■ Data supplied ■
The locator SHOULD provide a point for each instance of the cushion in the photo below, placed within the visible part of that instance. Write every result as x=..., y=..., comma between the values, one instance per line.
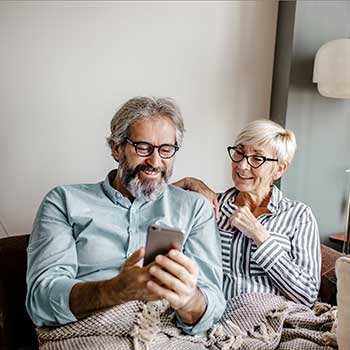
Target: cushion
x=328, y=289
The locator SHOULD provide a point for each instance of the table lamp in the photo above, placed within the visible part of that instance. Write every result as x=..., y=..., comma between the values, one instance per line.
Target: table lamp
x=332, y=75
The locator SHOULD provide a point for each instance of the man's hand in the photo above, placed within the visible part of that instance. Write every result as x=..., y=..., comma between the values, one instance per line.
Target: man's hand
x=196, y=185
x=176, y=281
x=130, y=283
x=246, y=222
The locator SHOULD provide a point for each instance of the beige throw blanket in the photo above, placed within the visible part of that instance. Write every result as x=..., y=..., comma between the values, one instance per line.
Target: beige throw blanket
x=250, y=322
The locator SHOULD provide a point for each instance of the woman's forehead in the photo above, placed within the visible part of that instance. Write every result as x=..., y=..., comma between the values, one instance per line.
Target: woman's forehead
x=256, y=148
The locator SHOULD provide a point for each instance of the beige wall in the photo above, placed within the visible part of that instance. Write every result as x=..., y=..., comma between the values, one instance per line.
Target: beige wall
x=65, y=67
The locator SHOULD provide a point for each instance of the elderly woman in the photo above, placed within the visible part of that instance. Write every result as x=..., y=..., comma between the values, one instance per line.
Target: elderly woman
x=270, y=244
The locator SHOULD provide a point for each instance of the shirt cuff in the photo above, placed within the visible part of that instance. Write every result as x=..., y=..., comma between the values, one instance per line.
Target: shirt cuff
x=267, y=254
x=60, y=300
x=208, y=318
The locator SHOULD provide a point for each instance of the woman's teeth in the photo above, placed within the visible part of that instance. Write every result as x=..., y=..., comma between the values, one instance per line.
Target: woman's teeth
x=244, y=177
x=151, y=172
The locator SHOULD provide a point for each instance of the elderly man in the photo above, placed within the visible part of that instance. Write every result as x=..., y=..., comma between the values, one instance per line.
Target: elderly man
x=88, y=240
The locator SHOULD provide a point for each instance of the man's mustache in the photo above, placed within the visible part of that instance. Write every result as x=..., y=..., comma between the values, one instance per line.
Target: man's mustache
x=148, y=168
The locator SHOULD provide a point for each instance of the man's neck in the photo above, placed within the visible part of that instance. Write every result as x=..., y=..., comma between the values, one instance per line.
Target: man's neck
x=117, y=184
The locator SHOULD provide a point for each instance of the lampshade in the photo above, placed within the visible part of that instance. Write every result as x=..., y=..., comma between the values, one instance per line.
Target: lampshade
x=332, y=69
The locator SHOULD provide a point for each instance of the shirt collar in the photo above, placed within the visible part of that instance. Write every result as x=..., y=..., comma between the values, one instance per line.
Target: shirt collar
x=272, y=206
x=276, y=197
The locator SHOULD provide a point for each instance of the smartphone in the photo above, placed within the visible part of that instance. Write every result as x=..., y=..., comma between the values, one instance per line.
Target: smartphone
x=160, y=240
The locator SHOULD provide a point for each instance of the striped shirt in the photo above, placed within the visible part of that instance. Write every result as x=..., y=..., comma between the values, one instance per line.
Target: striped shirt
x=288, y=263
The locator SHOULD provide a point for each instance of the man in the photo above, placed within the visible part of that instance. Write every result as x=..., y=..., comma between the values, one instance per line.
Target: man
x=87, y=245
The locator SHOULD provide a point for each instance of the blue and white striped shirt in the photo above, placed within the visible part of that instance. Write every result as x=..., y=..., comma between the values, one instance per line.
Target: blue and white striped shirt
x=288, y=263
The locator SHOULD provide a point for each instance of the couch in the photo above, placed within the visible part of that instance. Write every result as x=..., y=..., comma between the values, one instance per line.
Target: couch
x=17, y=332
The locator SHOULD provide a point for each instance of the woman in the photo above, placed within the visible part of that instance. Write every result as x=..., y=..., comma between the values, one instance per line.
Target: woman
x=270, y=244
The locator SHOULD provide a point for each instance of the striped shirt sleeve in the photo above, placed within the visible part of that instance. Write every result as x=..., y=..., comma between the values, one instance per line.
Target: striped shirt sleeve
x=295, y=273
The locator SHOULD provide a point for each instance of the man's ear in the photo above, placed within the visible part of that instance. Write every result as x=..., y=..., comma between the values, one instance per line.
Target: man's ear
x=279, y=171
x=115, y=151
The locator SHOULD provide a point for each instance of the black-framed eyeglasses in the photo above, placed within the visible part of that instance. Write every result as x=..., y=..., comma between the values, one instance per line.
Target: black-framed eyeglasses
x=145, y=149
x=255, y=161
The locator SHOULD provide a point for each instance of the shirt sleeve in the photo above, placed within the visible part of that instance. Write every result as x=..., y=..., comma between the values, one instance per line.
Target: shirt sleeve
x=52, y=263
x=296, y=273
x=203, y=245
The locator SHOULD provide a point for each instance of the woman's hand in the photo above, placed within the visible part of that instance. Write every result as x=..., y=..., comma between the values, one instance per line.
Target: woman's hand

■ Work to be completed ■
Would you give the records again exactly, dropping the pictures?

■ Your solution ■
The locator SHOULD provide a point for each instance of the cushion in the photo below, placed within the visible part of that instance. Write every result as x=..., y=..., comma between the values, one instance per line.
Target: cushion
x=328, y=289
The locator SHOULD provide a point for each instance of the table lamp in the photo above, placed within the visible part of that instance. Write every result as x=..., y=..., comma between the values, one instance per line.
Target: table lamp
x=332, y=75
The locator SHOULD provide a point for each instance of the man's hand in the photo above, placed within the visible part of that instance. Write every result as x=..., y=..., comma between the values, one instance per line.
Target: man's hand
x=196, y=185
x=176, y=281
x=130, y=283
x=246, y=222
The locator SHOULD provide a point for each instance of the beige throw blanket in the photo above, placed within the visible part of that instance. Write every result as x=..., y=..., comma between the values, one instance per line.
Target: beige throw blanket
x=250, y=322
The locator SHOULD provide a point for each instance of the woman's forehead in the photo above, placed within the visible part of that instance. Write every result as x=..., y=..., comma between the values, one instance per line.
Target: woman's forehead
x=256, y=148
The locator SHOULD provide a point for each instance of the beige wall in the photo above, placed within the visible part of that instance. Write every result as x=..., y=..., comma between the values, one instance per line.
Target: beige wall
x=65, y=67
The locator SHOULD provide a point for each instance of the elderly woman in the photo above, placed within the visible part of that instance. Write every result as x=..., y=..., comma between the values, one instance per line.
Target: elderly woman
x=270, y=244
The locator SHOULD provide a point for each instance of the shirt cuff in the photo above, placed within the visible part of that instance. Write every result as x=..., y=..., comma between the values, one instance per line.
Target: shirt cuff
x=267, y=254
x=60, y=300
x=208, y=318
The locator SHOULD provide a point for each instance of the woman's teeth in the photo above, placed within the visible part of that instance. Write every result as x=..., y=..., comma between the values, one instance per line.
Target: woman's teeth
x=244, y=177
x=151, y=172
The locator SHOULD provide a point for each instance of the elderly man in the photo above, placed within the visible part of that instance. Write every result as x=..., y=..., comma between the values, one instance per line.
Target: elderly man
x=88, y=240
The locator SHOULD provide a point for each instance of the man's mustache in the photo above, placed within the visible part of that instance. Write every result as x=..., y=..., comma between the values, one instance per line.
Target: man's mustache
x=148, y=168
The locator SHOULD provide a point for each instance of the man's neck in the photo above, placed within the visible part of that instance. Write every result as x=..., y=..., comma between the values, one instance per line.
Target: man's neck
x=117, y=184
The locator SHOULD provide a point for each instance of the lampshade in the photo above, placed within the visible part of that instance. Write every result as x=..., y=..., comma between the values, one instance per line.
Target: lampshade
x=332, y=69
The locator SHOULD provide a point for each instance of the shirt collar in the photo above, placed within the visible part of that instance. Write every result as x=..., y=..., comma between the values, one instance per line.
Target: shirt collar
x=272, y=206
x=276, y=197
The locator SHOULD provide a point for each instance of the smartphone in the photo above, placed within the visible part of that instance. Write every result as x=..., y=..., comma between the values, one instance per line.
Target: smartphone
x=160, y=240
The locator SHOULD provide a point for each instance of the striped shirt in the photo above, placed within the visible part of that instance. Write every result as x=..., y=..., comma between the values, one instance per line.
Target: striped shirt
x=288, y=263
The locator SHOULD provide a point for each instance of the man in the photo above, placed within the visible part of that instance. Write every result as x=..., y=..., comma between the values, one instance per line.
Target: man
x=87, y=245
The locator SHOULD provide a point for each instance of the blue and white striped shirt in the photo above, placed within the visible part of that instance. Write every result as x=..., y=..., comma between the values, one instance per line.
Target: blue and white striped shirt
x=288, y=263
The locator SHOULD provide a point for each instance of the couch in the photo above, placed within the visible part of that instance. Write every result as x=..., y=..., comma between the values, one instance per line.
Target: couch
x=17, y=332
The locator SHOULD provide a point for each instance of the woman in the photo above, placed within the visible part of that instance. Write every result as x=..., y=..., comma between the values, one instance per line.
Target: woman
x=270, y=244
The locator SHOULD provide a point for each instance of the striped shirt sleeve in the photo above, placed within the visible part of that instance. Write every result as x=..., y=..., comma between the values, one instance per line.
Target: striped shirt sleeve
x=295, y=273
The locator SHOULD provide a point for each instance of the man's ear in the photo above, placed within the visible part of that instance. Write every result as x=..., y=..., comma between the values, one instance per line.
Target: man's ear
x=279, y=171
x=115, y=151
The locator SHOULD provide a point for each instance of the black-framed eyeglasses in the photo above, placed within the visible part of that instance. Write every result as x=..., y=..., comma between the values, one instance per line.
Target: black-framed eyeglasses
x=145, y=149
x=255, y=161
The locator SHOULD provide a point for each instance of the shirt sleeve in the photo above, placed within the visible part of that instance. Write every result as x=..., y=..., comma between the values, one instance per line.
Target: shirt sleeve
x=52, y=263
x=296, y=273
x=203, y=245
The locator SHOULD provide a point for each instance of the woman's hand in the photo above, placed within the visible part of that instance. Write every result as x=..., y=..., comma between the values, one instance per line.
Target: woman's hand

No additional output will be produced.